▶ **Work instructions**: Should an entry include a picture, omit the picture and still repeat everything else exactly.

▶ **Supplied data**:
---+---

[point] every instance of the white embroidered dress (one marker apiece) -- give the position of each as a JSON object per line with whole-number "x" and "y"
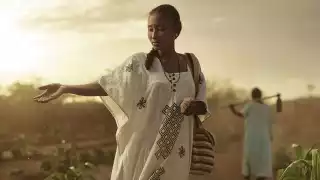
{"x": 154, "y": 140}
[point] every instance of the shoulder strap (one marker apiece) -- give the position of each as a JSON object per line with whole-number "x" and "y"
{"x": 195, "y": 69}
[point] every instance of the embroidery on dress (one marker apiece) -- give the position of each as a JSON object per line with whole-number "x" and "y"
{"x": 142, "y": 103}
{"x": 169, "y": 131}
{"x": 200, "y": 79}
{"x": 157, "y": 174}
{"x": 182, "y": 152}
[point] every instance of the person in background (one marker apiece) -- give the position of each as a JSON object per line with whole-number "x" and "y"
{"x": 257, "y": 151}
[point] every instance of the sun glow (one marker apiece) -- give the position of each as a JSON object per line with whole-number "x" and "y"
{"x": 20, "y": 51}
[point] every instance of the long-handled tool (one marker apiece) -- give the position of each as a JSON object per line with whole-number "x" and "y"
{"x": 278, "y": 103}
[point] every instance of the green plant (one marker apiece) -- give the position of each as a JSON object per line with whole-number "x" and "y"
{"x": 305, "y": 166}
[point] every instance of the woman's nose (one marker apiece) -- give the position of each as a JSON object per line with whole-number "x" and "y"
{"x": 154, "y": 34}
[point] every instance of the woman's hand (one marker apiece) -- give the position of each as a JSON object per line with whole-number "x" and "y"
{"x": 51, "y": 92}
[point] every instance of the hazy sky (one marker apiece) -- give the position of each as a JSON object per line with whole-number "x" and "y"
{"x": 274, "y": 44}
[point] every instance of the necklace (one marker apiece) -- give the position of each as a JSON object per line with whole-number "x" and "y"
{"x": 171, "y": 77}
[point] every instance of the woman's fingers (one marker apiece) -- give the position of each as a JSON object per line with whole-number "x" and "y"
{"x": 45, "y": 87}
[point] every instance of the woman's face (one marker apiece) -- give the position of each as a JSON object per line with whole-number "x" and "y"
{"x": 161, "y": 32}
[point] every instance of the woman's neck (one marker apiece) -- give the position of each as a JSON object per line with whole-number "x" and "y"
{"x": 167, "y": 54}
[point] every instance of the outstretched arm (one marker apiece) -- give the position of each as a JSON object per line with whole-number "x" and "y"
{"x": 54, "y": 91}
{"x": 91, "y": 89}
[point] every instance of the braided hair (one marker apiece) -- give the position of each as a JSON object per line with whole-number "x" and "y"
{"x": 172, "y": 14}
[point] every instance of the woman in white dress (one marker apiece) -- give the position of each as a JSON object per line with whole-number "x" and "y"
{"x": 257, "y": 151}
{"x": 147, "y": 96}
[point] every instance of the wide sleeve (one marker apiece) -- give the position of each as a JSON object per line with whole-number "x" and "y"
{"x": 121, "y": 85}
{"x": 202, "y": 96}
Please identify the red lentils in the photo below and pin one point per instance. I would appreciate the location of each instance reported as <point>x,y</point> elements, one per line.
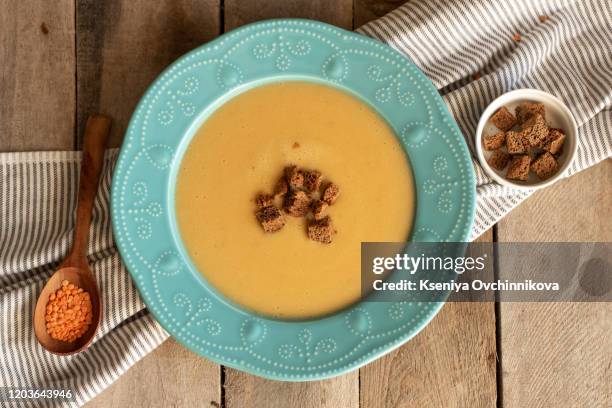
<point>68,314</point>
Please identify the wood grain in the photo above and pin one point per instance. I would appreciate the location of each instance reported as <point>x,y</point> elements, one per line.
<point>368,10</point>
<point>337,12</point>
<point>122,45</point>
<point>171,376</point>
<point>559,354</point>
<point>37,92</point>
<point>451,363</point>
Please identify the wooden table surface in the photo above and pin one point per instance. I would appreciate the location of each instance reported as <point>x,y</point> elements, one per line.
<point>62,59</point>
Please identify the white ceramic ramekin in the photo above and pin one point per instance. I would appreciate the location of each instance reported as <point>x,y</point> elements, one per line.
<point>558,115</point>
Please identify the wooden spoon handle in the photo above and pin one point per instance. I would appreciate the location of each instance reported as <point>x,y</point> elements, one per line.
<point>96,135</point>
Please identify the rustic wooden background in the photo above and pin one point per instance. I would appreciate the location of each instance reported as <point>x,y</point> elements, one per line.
<point>62,59</point>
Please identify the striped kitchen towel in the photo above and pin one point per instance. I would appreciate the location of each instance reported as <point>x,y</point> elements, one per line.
<point>467,49</point>
<point>38,193</point>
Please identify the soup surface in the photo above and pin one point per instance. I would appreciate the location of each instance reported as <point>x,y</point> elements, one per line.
<point>241,150</point>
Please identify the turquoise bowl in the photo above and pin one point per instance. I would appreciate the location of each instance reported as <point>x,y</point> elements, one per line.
<point>166,118</point>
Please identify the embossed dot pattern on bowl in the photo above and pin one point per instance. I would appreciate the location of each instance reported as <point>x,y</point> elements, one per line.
<point>181,98</point>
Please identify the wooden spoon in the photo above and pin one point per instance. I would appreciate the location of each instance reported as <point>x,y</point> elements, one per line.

---+---

▶ **Task solution**:
[point] every instance of the white embroidered dress (one marker apiece) -- give the position of each as a JSON object per line with whole-number "x" and "y"
{"x": 154, "y": 140}
[point] every instance of the shoulder strap (one marker apiece) -- give the position of each as a JSON object per line with whole-number "x" and "y"
{"x": 195, "y": 69}
[point] every instance of the embroidery on dress (one marker apiece) -- give the position of each as a JSON object per line with whole-number "x" and "y"
{"x": 142, "y": 103}
{"x": 169, "y": 131}
{"x": 200, "y": 79}
{"x": 157, "y": 174}
{"x": 182, "y": 152}
[point] every instance of the person in background (one marker apiece) -- give the position of each as a JSON object per line with whole-number "x" and "y"
{"x": 257, "y": 151}
[point] every instance of the sun glow (one marker apiece) -- give the position of each as a JSON object per line with whole-number "x" and "y"
{"x": 20, "y": 51}
[point] every instance of the long-handled tool (one marker apiece) -- give the position of each as a JSON object per line with whole-number "x" and "y"
{"x": 278, "y": 103}
[point] every instance of the green plant (one marker apiece) -- give the position of each as a JSON object per line with whole-number "x" and "y"
{"x": 305, "y": 166}
[point] every instance of the woman's nose (one marker apiece) -- give the position of each as a JSON object per line with whole-number "x" and "y"
{"x": 154, "y": 34}
[point] every instance of the woman's hand (one marker apiece) -- give the position of each as a JSON object per line with whole-number "x" and "y"
{"x": 51, "y": 92}
[point] every instance of the hazy sky (one marker apiece) -- give the position of each as a JSON object per line with whole-number "x" and "y"
{"x": 274, "y": 44}
[point] every instance of the necklace (one marker apiece) -- give the position of each as a JSON object per line with whole-number "x" and "y"
{"x": 171, "y": 77}
[point] every instance of the woman's fingers (one marker apiece) -- give the position of each as a JSON object per line with whole-number "x" and "y"
{"x": 45, "y": 87}
[point] every instance of the woman's face (one marker apiece) -- give the position of each as a JSON object per line with whole-number "x" and "y"
{"x": 161, "y": 32}
[point] every instance of the woman's neck (one marker apiece) -- give the position of each as a JSON object per line with whole-number "x" and "y"
{"x": 167, "y": 54}
[point] every instance of the outstretched arm (one marker apiece) -- give the position of each as a JSON object per line with whole-number "x" and "y"
{"x": 54, "y": 91}
{"x": 91, "y": 89}
[point] every instance of the braided hair (one marker apiece) -- give the position of each as a JSON object per line with whole-number "x" and "y"
{"x": 172, "y": 14}
[point] every instance of the woman in white dress (one marker apiece) -- give the position of each as a JSON object per line with whole-number "x" and "y"
{"x": 257, "y": 151}
{"x": 147, "y": 96}
[point] every instance of the wide sleeve (one marker apiece) -- give the position of each as a JSON object per line with whole-number "x" and "y"
{"x": 121, "y": 85}
{"x": 202, "y": 96}
Please identify the red lentils in the photo below and pin one point per instance. I would appreciate the location of each instance reported as <point>x,y</point> elements, one per line.
<point>68,314</point>
Please identify the wood grain in the photo above and pin one point per instance. I would appreciate the location of each instance reported as <point>x,y</point> elements, one per line.
<point>368,10</point>
<point>337,12</point>
<point>122,45</point>
<point>171,376</point>
<point>559,354</point>
<point>37,92</point>
<point>451,363</point>
Please identify the wooden table surface in the photo above and pin one point per instance. I would appreciate the location of each instance reported as <point>x,y</point> elements, one per line.
<point>62,59</point>
Please identify the white ceramic ramekin in the photo above and pin one point per instance. I would appreciate the location of each instance reported as <point>x,y</point> elements, one per line.
<point>558,115</point>
Please identify the wooden spoon handle in the photo above and pin one point per instance. I would appreciate the location of each instance reported as <point>x,y</point> elements, one per line.
<point>96,135</point>
Please identify the rustic wooden background in the photo above and pin one point per instance. I would appreciate the location of each instance reported as <point>x,y</point> elements, one per line.
<point>62,59</point>
Please identify the striped kitchen towel in the photo above and pin one point per instance. I would appreciate the location of each instance reported as <point>x,y</point> elements, one per line.
<point>467,49</point>
<point>38,193</point>
Please identify the soup surface in the photo above and pin one point per instance. I would appreciate the location of each instance reported as <point>x,y</point> elements, one per line.
<point>241,150</point>
Please identify the turquoise bowl in the photo above and pin one point per instance. I would appreciate the location of each instance reported as <point>x,y</point> elements, one per line.
<point>166,118</point>
Please identify the embossed dot pattern on bowl in the photo above and pin one point per instance. I would appreciate the location of each instance reported as <point>x,y</point> elements, one per line.
<point>181,98</point>
Please identify the wooden spoon in the photo above and pin one point per instance. I would appreciate the location of each instance reported as <point>x,y</point> elements, one per line.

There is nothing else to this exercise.